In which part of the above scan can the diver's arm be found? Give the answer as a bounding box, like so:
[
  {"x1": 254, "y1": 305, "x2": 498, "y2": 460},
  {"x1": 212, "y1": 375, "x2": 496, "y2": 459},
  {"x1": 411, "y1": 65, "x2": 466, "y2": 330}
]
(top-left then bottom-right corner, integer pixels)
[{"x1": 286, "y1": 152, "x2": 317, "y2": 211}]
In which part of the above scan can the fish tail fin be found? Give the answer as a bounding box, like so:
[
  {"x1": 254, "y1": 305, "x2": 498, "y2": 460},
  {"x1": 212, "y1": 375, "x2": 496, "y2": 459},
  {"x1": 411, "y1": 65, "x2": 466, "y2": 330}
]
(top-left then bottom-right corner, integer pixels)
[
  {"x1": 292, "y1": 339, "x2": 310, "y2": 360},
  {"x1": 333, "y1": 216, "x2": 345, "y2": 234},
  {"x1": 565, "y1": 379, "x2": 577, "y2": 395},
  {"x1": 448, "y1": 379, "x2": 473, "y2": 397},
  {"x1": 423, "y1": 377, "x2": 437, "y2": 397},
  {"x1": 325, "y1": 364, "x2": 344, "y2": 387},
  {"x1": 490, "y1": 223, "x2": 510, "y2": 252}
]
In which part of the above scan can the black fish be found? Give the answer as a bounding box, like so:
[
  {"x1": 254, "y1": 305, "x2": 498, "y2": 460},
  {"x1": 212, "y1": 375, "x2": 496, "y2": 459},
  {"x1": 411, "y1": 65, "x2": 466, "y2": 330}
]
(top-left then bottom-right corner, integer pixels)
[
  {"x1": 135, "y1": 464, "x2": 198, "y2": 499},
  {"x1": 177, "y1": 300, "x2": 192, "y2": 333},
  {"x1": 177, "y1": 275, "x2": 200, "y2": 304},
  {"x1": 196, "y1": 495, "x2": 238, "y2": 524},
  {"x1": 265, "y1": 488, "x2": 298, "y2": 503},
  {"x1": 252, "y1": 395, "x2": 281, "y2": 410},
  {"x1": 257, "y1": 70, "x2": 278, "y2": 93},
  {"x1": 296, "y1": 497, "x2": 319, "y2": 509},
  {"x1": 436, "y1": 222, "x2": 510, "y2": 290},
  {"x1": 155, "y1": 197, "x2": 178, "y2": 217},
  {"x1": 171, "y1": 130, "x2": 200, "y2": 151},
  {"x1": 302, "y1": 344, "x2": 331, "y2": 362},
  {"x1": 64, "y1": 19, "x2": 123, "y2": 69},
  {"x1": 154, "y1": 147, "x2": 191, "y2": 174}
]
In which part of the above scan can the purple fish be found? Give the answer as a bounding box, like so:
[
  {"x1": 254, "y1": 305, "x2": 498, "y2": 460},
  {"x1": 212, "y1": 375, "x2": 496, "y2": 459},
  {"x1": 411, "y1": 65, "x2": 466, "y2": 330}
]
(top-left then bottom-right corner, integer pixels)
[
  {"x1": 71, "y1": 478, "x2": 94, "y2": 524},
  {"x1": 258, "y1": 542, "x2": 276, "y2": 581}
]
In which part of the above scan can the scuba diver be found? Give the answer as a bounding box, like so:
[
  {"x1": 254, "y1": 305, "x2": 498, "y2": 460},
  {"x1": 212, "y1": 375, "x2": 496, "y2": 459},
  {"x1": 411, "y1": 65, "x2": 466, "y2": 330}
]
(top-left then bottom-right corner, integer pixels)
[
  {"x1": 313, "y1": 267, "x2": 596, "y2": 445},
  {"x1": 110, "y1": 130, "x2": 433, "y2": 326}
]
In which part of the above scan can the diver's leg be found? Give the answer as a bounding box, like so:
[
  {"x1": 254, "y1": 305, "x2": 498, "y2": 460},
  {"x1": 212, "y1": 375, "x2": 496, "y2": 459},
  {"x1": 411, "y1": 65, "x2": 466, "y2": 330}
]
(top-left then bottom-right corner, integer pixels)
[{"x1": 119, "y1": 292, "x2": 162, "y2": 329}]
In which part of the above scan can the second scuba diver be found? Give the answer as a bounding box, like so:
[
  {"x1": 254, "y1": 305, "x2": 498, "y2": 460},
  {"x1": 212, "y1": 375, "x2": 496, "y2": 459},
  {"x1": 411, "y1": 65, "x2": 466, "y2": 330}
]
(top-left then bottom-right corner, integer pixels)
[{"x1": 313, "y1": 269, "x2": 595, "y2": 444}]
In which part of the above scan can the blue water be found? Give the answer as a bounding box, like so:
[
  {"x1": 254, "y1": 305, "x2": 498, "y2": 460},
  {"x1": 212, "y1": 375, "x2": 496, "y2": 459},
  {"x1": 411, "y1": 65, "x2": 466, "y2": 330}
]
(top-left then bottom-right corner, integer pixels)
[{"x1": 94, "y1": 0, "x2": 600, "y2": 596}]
══════════════════════════════
The request:
Without changing a word, restate the whole listing.

Result of this task:
In which part of the above scan can the diver's arm be found? Give the answer as a bounding box, like so:
[
  {"x1": 254, "y1": 305, "x2": 498, "y2": 460},
  {"x1": 212, "y1": 375, "x2": 496, "y2": 459},
  {"x1": 411, "y1": 65, "x2": 466, "y2": 330}
]
(top-left then bottom-right corner, integer pixels)
[{"x1": 286, "y1": 152, "x2": 317, "y2": 211}]
In which part of the above scan can the fish tail fin be found? Give the answer as a bounding box, like so:
[
  {"x1": 254, "y1": 305, "x2": 498, "y2": 460},
  {"x1": 212, "y1": 375, "x2": 496, "y2": 459},
  {"x1": 411, "y1": 65, "x2": 466, "y2": 330}
]
(top-left then bottom-right corner, integer pixels)
[
  {"x1": 292, "y1": 339, "x2": 310, "y2": 360},
  {"x1": 333, "y1": 216, "x2": 345, "y2": 234},
  {"x1": 565, "y1": 379, "x2": 577, "y2": 395},
  {"x1": 448, "y1": 379, "x2": 473, "y2": 397},
  {"x1": 423, "y1": 377, "x2": 437, "y2": 397},
  {"x1": 325, "y1": 364, "x2": 344, "y2": 387},
  {"x1": 490, "y1": 223, "x2": 510, "y2": 252}
]
In which part of the above scan can the black fish be found? Give the answer as a bounding box, like so:
[
  {"x1": 254, "y1": 305, "x2": 498, "y2": 460},
  {"x1": 212, "y1": 375, "x2": 496, "y2": 459},
  {"x1": 411, "y1": 65, "x2": 466, "y2": 330}
]
(top-left then bottom-right corner, integer pixels)
[
  {"x1": 135, "y1": 464, "x2": 198, "y2": 499},
  {"x1": 177, "y1": 300, "x2": 192, "y2": 333},
  {"x1": 177, "y1": 275, "x2": 200, "y2": 304},
  {"x1": 196, "y1": 495, "x2": 238, "y2": 524},
  {"x1": 265, "y1": 488, "x2": 298, "y2": 503},
  {"x1": 252, "y1": 395, "x2": 281, "y2": 410},
  {"x1": 257, "y1": 70, "x2": 278, "y2": 93},
  {"x1": 296, "y1": 497, "x2": 319, "y2": 509},
  {"x1": 436, "y1": 222, "x2": 510, "y2": 290},
  {"x1": 155, "y1": 197, "x2": 178, "y2": 217},
  {"x1": 171, "y1": 130, "x2": 200, "y2": 151},
  {"x1": 302, "y1": 344, "x2": 331, "y2": 362},
  {"x1": 64, "y1": 19, "x2": 123, "y2": 69},
  {"x1": 154, "y1": 147, "x2": 191, "y2": 174}
]
In which part of the above scan can the purple fish be found? Give the answer as a bounding box, like so:
[
  {"x1": 254, "y1": 305, "x2": 498, "y2": 460},
  {"x1": 212, "y1": 375, "x2": 496, "y2": 459},
  {"x1": 411, "y1": 65, "x2": 466, "y2": 330}
]
(top-left then bottom-right corner, integer pixels)
[
  {"x1": 71, "y1": 478, "x2": 94, "y2": 524},
  {"x1": 258, "y1": 542, "x2": 276, "y2": 581}
]
In which part of the above scan can the scuba diver be found? Give the answer as a bounding box, like so:
[
  {"x1": 254, "y1": 305, "x2": 498, "y2": 460},
  {"x1": 212, "y1": 375, "x2": 496, "y2": 459},
  {"x1": 411, "y1": 65, "x2": 466, "y2": 330}
]
(top-left then bottom-right corner, integer pixels)
[
  {"x1": 313, "y1": 267, "x2": 596, "y2": 445},
  {"x1": 110, "y1": 130, "x2": 433, "y2": 326}
]
In which part of the above scan can the diver's leg be found? Give the answer as a bounding box, like so:
[
  {"x1": 254, "y1": 305, "x2": 498, "y2": 460},
  {"x1": 212, "y1": 375, "x2": 496, "y2": 459},
  {"x1": 411, "y1": 65, "x2": 466, "y2": 330}
]
(top-left then bottom-right corner, integer pixels)
[{"x1": 119, "y1": 292, "x2": 162, "y2": 329}]
In which part of the above scan can the second scuba diver be found? Give the answer as a bounding box, like so:
[
  {"x1": 254, "y1": 305, "x2": 498, "y2": 460},
  {"x1": 212, "y1": 375, "x2": 496, "y2": 459},
  {"x1": 411, "y1": 65, "x2": 466, "y2": 330}
]
(top-left then bottom-right corner, integer pixels)
[{"x1": 313, "y1": 269, "x2": 595, "y2": 444}]
In which part of the above scan can the blue water be found? Give the answer as a bounding box, like so:
[
  {"x1": 254, "y1": 305, "x2": 498, "y2": 460},
  {"x1": 212, "y1": 375, "x2": 496, "y2": 459},
  {"x1": 411, "y1": 65, "x2": 466, "y2": 330}
]
(top-left then bottom-right corner, integer pixels)
[{"x1": 94, "y1": 0, "x2": 600, "y2": 596}]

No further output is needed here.